• _TO DO_
Please repeat the listing exactly, with every line intact.
____________________
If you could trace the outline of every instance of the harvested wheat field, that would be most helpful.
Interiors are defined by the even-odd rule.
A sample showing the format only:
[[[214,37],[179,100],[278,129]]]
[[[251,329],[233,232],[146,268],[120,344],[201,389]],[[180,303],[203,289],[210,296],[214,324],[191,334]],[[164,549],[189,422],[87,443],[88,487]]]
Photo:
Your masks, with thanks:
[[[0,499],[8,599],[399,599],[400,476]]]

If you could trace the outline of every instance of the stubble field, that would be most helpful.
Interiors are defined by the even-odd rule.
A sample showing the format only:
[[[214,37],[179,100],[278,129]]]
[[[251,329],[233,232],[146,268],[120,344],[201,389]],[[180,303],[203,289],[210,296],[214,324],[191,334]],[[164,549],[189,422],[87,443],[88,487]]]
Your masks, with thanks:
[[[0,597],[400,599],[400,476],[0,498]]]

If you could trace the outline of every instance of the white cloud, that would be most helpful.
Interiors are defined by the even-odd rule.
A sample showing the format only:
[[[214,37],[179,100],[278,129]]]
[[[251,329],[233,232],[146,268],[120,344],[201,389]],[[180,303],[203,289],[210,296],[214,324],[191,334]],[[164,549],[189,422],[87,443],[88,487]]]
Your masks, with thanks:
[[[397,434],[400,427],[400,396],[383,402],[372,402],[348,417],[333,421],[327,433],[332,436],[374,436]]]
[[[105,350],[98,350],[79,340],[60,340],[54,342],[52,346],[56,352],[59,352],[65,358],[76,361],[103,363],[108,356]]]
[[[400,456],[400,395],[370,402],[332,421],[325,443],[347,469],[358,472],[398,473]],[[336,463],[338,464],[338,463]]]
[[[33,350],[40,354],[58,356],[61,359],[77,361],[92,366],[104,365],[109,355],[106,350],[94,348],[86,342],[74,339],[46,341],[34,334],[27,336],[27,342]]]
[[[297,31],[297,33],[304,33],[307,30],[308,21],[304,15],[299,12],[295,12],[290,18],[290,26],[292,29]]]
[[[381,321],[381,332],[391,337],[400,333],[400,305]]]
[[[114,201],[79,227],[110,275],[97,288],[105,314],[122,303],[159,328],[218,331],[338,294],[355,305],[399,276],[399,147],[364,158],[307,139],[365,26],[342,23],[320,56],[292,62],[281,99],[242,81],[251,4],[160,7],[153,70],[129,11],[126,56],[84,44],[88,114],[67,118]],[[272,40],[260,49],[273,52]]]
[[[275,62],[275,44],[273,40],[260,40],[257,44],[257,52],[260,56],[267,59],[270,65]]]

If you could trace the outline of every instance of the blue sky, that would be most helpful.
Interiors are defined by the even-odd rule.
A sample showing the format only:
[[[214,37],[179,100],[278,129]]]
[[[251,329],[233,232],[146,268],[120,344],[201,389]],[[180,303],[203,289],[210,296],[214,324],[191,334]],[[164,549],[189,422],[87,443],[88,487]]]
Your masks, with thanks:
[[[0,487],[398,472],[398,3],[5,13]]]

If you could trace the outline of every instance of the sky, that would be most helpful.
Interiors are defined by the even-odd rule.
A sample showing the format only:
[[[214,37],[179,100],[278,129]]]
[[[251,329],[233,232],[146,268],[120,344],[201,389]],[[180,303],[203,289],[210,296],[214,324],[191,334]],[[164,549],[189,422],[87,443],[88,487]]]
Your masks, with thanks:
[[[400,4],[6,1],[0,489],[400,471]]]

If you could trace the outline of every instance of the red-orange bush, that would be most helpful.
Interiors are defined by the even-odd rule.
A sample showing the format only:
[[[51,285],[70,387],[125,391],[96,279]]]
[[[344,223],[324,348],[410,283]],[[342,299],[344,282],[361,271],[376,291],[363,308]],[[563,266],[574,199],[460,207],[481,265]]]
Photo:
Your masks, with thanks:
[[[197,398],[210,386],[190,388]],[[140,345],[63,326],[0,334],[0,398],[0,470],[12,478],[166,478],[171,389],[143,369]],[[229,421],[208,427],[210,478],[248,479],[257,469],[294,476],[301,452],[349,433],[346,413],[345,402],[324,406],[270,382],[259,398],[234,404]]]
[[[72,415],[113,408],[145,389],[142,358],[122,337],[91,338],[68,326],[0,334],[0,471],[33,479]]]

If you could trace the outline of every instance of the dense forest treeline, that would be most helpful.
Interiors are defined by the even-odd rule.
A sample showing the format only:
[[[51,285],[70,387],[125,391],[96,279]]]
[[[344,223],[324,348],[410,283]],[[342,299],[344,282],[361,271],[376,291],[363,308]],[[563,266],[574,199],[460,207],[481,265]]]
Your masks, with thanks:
____________________
• _EXERCISE ANSWER_
If you could trace the outline of every instance of the harvested wheat field, that would be most helpful.
Interiors are defined by the even-odd rule.
A sample showing the format only:
[[[214,37],[179,100],[278,129]]]
[[[251,329],[233,232],[146,268],[120,344],[201,389]],[[180,303],[203,289],[210,296],[214,324],[191,334]],[[164,549],[189,422],[87,443],[88,487]]]
Photo:
Your masks, with thanks:
[[[0,499],[8,599],[399,599],[400,476]]]

If you could trace the outline of every instance of the stubble field, that would be most helpful.
Interiors are defined by the even-odd rule.
A sample showing the format only:
[[[214,37],[179,100],[278,129]]]
[[[251,329],[233,232],[146,268],[120,344],[201,389]],[[180,303],[203,289],[210,296],[214,324],[191,334]],[[164,549],[189,422],[87,443],[88,487]]]
Your masks, with thanks:
[[[0,597],[400,599],[400,476],[0,498]]]

If you could trace the outline of every instance of the white cloud, that would be most helpful.
Interiors are defined by the even-odd rule.
A sample showing the format only:
[[[214,37],[179,100],[278,129]]]
[[[251,329],[233,232],[146,268],[120,344],[201,389]],[[180,303],[203,289],[210,296],[214,324],[191,334]],[[164,549],[189,422],[87,443],[88,487]]]
Your masks, with thanks:
[[[397,434],[400,427],[400,396],[383,402],[372,402],[348,417],[333,421],[327,433],[332,436],[374,436]]]
[[[105,350],[98,350],[79,340],[60,340],[54,342],[52,346],[56,352],[59,352],[65,358],[76,361],[103,363],[108,356]]]
[[[400,456],[400,395],[370,402],[332,421],[325,443],[347,469],[358,472],[398,473]],[[336,463],[338,464],[338,463]]]
[[[33,350],[40,354],[58,356],[61,359],[77,361],[92,366],[104,365],[109,355],[106,350],[94,348],[86,342],[74,339],[46,341],[34,334],[27,336],[27,342]]]
[[[297,31],[297,33],[304,33],[307,30],[308,21],[304,15],[299,12],[295,12],[290,18],[290,26],[292,29]]]
[[[381,321],[381,332],[391,337],[400,333],[400,305]]]
[[[114,201],[79,227],[110,275],[97,288],[105,314],[122,303],[159,328],[218,331],[338,294],[355,305],[399,276],[399,147],[364,158],[307,139],[365,26],[342,23],[320,56],[292,62],[281,99],[242,81],[251,4],[160,7],[153,70],[129,11],[126,56],[84,44],[88,114],[67,118]],[[272,40],[260,49],[273,52]]]
[[[275,62],[275,44],[273,40],[260,40],[257,44],[257,52],[260,56],[267,59],[270,65]]]

If you could trace the outline of every instance of the blue sky, that would be most helpful.
Interiors are defined by the even-odd rule.
A sample showing the format only:
[[[214,37],[179,100],[278,129]]]
[[[251,329],[233,232],[146,268],[120,344],[201,389]],[[180,303],[203,289],[210,296],[214,324],[191,334]],[[164,549],[189,422],[87,443],[88,487]]]
Your masks, with thanks:
[[[0,487],[398,472],[398,3],[5,13]]]

If you could trace the outline of every instance of the sky, that would be most helpful.
Interiors are defined by the even-odd rule.
A sample showing the format only:
[[[214,37],[179,100],[278,129]]]
[[[251,329],[233,232],[146,268],[120,344],[201,389]],[[180,303],[203,289],[210,296],[214,324],[191,334]],[[164,549],[189,422],[87,443],[88,487]]]
Your masks, with thanks:
[[[400,4],[6,1],[0,489],[400,471]]]

If you could trace the outline of every instance of the red-orange bush, that would be most helpful.
Interiors are defined by the even-odd rule.
A sample showing the format only:
[[[51,285],[70,387],[125,391],[96,279]]]
[[[344,223],[324,348],[410,283]],[[342,299],[344,282],[361,271],[376,291],[363,308]],[[563,266],[574,199],[460,207],[481,265]]]
Photo:
Your masks, with thanks:
[[[197,398],[210,386],[190,388]],[[140,345],[63,326],[0,334],[0,398],[0,470],[12,478],[166,478],[171,389],[143,369]],[[229,421],[208,427],[210,478],[248,479],[257,469],[294,476],[301,452],[349,433],[346,413],[345,402],[324,406],[270,382],[259,398],[234,404]]]
[[[72,415],[113,408],[145,389],[142,358],[122,337],[91,338],[68,326],[0,334],[0,471],[33,479]]]

If you could trace the outline of every instance of the dense forest treeline, that would be most helpful.
Interiors are defined by the even-odd rule.
A sample showing the format only:
[[[51,285],[70,387],[125,391],[96,279]]]
[[[344,223],[324,348],[410,283]],[[342,299],[344,282],[361,271],[376,291],[363,308]],[[563,266],[574,199],[460,207],[481,265]]]
Your masks, with thanks:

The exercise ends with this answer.